#### WORK ITEM:
Among the entries below, find the lines holding "dark" and copy them.

#### SOURCE MATERIAL:
- - - - -

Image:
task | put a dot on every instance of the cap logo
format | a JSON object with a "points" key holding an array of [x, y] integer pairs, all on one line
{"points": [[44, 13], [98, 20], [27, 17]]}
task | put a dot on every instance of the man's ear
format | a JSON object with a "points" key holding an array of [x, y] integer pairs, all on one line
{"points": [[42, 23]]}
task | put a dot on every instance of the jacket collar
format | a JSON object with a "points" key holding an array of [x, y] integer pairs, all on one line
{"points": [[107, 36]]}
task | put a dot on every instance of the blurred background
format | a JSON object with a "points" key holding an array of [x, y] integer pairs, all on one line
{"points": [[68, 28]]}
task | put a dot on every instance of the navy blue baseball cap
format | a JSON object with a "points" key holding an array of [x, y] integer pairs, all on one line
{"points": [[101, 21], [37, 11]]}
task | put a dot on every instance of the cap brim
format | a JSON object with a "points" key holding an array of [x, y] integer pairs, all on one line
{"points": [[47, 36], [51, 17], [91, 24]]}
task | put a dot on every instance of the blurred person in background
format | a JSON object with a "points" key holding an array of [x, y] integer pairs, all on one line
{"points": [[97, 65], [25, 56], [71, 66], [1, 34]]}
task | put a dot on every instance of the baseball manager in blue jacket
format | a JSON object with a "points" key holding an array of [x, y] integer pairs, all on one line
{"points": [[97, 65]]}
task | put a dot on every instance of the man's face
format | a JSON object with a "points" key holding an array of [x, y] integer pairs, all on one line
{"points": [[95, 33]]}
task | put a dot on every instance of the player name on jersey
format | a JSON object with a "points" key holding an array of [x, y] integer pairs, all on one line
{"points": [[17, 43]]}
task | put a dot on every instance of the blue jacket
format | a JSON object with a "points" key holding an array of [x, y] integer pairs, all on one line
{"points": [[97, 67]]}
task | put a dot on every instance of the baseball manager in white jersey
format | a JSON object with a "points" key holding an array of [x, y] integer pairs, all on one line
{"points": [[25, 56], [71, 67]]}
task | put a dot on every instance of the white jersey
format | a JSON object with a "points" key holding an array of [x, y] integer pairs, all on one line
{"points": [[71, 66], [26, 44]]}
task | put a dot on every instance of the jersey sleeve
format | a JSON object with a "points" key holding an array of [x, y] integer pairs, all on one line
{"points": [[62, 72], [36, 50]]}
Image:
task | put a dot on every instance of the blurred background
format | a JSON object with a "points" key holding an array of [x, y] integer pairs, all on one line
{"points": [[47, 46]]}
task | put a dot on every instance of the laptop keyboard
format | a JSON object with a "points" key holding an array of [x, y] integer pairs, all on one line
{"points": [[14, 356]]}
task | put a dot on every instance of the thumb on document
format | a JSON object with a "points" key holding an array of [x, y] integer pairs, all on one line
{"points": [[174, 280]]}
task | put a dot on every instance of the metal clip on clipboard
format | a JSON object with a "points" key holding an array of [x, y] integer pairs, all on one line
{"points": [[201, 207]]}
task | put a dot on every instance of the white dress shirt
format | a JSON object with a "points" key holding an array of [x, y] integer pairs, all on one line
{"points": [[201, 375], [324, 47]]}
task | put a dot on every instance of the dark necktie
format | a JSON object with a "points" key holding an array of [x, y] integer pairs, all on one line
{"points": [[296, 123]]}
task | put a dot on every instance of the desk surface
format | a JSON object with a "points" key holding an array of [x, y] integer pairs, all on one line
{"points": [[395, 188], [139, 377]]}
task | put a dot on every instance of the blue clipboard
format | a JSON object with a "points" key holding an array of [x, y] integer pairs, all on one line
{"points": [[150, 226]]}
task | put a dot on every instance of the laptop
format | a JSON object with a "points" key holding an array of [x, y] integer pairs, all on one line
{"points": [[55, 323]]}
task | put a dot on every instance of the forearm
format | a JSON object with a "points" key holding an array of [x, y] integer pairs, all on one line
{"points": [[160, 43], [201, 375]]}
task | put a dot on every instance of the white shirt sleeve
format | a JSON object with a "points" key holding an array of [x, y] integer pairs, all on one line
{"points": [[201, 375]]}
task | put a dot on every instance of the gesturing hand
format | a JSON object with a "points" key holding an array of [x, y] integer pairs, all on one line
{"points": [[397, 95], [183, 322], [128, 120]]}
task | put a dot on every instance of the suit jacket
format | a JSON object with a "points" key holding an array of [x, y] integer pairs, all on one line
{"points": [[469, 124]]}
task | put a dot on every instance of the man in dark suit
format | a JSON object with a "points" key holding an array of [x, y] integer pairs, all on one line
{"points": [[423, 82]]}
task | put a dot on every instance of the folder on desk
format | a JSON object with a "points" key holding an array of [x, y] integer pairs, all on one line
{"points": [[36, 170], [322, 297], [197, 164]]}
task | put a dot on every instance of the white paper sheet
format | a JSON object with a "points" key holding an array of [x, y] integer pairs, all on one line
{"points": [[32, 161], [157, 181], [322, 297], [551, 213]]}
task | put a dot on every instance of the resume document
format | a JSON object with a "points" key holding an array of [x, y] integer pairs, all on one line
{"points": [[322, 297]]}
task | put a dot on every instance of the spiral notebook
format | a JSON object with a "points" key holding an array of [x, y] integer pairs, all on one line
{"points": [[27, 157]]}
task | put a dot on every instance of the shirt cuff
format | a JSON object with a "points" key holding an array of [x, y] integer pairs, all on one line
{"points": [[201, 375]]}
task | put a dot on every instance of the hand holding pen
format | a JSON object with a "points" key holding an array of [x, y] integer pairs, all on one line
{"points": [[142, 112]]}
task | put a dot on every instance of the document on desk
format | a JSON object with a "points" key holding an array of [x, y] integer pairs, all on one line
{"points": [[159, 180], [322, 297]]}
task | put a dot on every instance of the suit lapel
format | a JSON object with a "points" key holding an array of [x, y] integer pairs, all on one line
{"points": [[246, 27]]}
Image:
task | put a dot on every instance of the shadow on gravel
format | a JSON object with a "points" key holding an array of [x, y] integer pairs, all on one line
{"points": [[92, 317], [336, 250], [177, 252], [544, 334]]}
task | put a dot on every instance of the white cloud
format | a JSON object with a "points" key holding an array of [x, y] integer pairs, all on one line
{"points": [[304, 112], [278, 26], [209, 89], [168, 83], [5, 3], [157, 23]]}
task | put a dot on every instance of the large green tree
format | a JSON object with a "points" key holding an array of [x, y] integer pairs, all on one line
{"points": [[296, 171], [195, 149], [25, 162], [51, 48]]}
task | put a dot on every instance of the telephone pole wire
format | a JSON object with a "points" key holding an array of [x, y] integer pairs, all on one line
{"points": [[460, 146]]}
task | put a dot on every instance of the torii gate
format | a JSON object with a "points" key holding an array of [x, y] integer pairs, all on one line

- - - - -

#### ANSWER BELOW:
task | put a dot on every instance of the dark necktie
task | put a dot on every instance of the man in dark suit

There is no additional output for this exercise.